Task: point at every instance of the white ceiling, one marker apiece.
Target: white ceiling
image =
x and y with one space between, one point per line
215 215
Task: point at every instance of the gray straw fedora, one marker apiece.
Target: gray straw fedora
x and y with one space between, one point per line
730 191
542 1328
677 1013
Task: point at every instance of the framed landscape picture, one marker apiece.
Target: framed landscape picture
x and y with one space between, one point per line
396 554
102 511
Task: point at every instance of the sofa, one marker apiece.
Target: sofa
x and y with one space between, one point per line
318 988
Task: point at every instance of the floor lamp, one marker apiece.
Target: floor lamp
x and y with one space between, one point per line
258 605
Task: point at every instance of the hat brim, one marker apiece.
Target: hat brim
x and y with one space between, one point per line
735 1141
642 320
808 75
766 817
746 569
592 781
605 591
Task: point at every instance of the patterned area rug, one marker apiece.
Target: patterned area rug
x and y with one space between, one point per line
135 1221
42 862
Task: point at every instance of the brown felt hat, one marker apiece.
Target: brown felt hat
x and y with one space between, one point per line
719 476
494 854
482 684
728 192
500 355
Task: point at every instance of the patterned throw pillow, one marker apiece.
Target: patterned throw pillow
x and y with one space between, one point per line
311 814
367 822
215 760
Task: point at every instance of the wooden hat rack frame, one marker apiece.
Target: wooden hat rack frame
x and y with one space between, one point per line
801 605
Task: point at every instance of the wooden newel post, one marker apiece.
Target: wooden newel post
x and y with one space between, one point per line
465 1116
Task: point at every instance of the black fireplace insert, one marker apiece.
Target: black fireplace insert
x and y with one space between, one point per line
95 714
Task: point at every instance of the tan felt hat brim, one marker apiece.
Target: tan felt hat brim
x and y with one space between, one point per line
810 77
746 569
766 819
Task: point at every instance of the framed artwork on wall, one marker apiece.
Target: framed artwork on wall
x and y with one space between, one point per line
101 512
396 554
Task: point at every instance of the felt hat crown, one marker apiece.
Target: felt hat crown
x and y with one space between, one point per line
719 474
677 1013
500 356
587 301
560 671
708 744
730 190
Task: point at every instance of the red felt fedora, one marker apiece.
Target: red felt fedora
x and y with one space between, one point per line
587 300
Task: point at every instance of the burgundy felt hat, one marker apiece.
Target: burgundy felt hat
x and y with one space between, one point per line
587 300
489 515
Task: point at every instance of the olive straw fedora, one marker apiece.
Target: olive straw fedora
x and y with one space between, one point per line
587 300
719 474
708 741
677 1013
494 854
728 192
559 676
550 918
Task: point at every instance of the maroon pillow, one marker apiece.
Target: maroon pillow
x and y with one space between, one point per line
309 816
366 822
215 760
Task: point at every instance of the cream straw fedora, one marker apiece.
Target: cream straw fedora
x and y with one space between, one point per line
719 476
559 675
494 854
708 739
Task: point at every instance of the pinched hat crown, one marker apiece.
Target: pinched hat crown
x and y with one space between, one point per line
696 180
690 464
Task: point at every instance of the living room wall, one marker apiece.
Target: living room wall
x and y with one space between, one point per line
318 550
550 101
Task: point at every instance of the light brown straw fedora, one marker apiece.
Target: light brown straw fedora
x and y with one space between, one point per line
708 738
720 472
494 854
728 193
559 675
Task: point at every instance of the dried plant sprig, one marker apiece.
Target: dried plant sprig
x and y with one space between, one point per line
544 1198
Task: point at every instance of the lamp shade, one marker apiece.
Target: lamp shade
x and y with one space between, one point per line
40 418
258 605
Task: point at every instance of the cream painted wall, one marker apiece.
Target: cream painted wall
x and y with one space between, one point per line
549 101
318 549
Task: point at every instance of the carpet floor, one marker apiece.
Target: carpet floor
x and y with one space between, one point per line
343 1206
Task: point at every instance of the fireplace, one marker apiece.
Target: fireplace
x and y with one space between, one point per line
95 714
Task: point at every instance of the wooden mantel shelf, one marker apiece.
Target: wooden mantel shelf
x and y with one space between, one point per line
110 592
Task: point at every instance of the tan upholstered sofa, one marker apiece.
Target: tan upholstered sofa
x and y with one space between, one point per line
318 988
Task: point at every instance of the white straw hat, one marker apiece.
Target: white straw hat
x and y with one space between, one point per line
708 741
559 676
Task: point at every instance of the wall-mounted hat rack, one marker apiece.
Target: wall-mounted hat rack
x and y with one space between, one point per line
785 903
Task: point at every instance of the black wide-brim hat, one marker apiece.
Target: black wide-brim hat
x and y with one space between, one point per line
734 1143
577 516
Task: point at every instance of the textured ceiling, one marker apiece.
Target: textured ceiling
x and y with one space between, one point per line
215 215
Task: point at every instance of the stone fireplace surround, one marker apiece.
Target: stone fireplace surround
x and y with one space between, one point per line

● ● ● ●

Wherever a line of the entries holds the string "room", copy that line.

Task: point at every instance of the living room wall, one marker apiece.
Target: living room wall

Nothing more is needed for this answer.